**WORK ORDER:** Copy out the records below word for word, with no changes.

**DATA SECTION:**
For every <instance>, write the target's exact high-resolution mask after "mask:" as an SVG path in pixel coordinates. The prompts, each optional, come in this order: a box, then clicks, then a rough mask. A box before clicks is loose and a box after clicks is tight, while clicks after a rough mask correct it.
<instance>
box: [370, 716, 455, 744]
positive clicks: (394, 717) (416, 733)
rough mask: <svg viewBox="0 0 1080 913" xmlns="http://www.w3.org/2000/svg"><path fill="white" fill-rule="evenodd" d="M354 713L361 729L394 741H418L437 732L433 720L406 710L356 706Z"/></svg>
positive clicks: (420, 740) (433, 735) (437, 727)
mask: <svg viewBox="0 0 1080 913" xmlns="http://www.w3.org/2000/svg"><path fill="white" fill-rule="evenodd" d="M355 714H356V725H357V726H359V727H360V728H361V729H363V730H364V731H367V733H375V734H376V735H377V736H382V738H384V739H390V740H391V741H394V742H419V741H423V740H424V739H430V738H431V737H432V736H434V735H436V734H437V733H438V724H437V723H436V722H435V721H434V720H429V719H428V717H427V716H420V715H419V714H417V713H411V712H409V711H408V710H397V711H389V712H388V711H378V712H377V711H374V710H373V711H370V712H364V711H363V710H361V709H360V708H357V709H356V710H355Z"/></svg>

**RESULT:**
For every <instance>, write the target's exact high-resolution mask after "mask:" as an SVG path in pixel coordinates. The prompts, each optional, come in this order: a box, then clicks, then a rough mask. A box before clicks is loose and a box after clicks is tight, while clicks after a rough mask correct it.
<instance>
box: [370, 716, 455, 744]
positive clicks: (394, 717) (416, 733)
rough mask: <svg viewBox="0 0 1080 913" xmlns="http://www.w3.org/2000/svg"><path fill="white" fill-rule="evenodd" d="M354 713L361 729L394 741H418L437 732L433 720L406 710L356 706Z"/></svg>
positive clicks: (420, 740) (433, 735) (437, 727)
mask: <svg viewBox="0 0 1080 913" xmlns="http://www.w3.org/2000/svg"><path fill="white" fill-rule="evenodd" d="M355 714H356V725H357V726H359V727H360V728H361V729H363V730H364V731H367V733H375V734H376V735H377V736H382V738H384V739H390V740H391V741H394V742H419V741H423V740H424V739H430V738H431V737H432V736H434V735H436V734H437V733H438V724H437V723H436V722H435V721H434V720H429V719H428V717H427V716H420V715H419V714H417V713H411V712H409V711H408V710H397V711H389V712H388V711H378V712H377V711H374V710H373V711H370V712H364V711H363V710H361V709H360V708H357V709H356V710H355Z"/></svg>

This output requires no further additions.